TASK OBJECTIVE:
The required output is the line that contains "Expected content: hedge" and every line after it, each written out exactly, up to the end of the entries.

################

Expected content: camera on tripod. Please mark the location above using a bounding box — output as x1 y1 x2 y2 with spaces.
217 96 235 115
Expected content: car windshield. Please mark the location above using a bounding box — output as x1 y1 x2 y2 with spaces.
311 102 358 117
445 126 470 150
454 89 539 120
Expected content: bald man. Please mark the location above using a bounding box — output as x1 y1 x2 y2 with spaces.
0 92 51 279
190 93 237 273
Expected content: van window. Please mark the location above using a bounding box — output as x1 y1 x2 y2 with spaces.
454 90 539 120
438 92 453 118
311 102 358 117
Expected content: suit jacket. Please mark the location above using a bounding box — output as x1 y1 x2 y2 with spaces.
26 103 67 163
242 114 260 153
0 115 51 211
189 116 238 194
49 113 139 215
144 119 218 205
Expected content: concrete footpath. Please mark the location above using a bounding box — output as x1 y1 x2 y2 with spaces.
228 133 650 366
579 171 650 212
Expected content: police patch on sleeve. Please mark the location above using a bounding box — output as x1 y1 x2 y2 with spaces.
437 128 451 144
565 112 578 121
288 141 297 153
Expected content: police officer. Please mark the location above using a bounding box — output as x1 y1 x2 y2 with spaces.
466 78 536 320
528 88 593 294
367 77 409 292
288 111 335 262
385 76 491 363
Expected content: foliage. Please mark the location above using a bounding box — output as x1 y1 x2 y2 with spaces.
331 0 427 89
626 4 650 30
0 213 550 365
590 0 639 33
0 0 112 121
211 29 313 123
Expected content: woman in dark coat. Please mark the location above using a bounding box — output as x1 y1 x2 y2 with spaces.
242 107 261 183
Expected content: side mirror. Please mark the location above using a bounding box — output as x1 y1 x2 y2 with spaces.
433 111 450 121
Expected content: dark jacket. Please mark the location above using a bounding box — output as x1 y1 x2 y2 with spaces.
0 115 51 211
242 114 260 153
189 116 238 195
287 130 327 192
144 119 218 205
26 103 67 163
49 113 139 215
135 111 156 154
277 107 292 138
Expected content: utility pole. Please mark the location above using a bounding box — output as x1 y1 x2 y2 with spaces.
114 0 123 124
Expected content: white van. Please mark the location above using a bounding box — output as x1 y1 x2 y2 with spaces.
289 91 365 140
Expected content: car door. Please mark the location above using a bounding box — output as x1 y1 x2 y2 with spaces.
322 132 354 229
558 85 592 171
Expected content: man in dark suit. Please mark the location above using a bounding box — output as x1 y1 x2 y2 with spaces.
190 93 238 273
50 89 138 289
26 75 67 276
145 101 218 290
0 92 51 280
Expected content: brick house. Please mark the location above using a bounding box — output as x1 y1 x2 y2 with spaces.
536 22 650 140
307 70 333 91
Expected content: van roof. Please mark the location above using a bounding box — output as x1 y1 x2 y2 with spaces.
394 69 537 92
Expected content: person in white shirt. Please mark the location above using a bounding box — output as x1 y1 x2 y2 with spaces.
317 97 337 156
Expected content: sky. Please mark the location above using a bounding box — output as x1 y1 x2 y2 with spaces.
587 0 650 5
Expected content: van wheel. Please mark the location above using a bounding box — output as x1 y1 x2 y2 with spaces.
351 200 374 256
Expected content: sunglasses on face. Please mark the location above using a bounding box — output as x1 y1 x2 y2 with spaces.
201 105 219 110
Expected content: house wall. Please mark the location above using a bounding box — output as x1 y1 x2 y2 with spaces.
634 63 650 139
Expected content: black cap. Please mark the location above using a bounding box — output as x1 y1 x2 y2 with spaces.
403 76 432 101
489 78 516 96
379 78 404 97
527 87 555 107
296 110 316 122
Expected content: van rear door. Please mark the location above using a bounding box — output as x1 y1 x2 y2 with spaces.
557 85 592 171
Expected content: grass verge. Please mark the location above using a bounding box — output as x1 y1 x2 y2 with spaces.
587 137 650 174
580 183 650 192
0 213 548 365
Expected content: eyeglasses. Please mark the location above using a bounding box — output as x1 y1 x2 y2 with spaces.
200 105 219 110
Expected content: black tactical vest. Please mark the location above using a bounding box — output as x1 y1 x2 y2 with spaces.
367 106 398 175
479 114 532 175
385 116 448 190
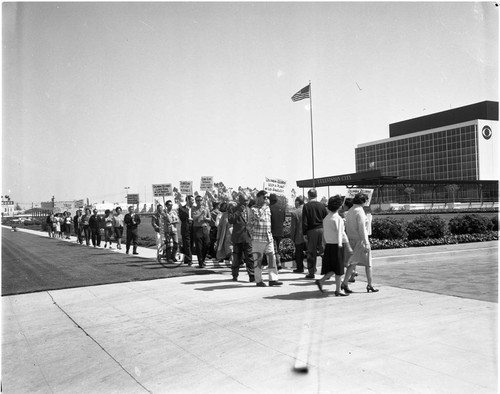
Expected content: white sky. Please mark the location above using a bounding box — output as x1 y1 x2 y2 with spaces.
3 2 498 207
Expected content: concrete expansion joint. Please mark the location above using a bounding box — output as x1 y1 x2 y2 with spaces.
12 308 54 392
46 291 153 394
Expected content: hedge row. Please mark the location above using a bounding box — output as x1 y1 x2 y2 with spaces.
277 213 498 260
370 214 498 240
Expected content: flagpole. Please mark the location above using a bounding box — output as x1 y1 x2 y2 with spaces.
309 81 315 187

################

ANSWER SECTION:
Expected content: hedge row. Please mark the location above using a bounding box — output as x1 y1 x2 y2 with spaces.
277 213 498 260
370 214 498 240
Expected content: flagpole. Please mark the location above using a bounding box — output as x1 y1 x2 y2 with spaces.
309 81 315 187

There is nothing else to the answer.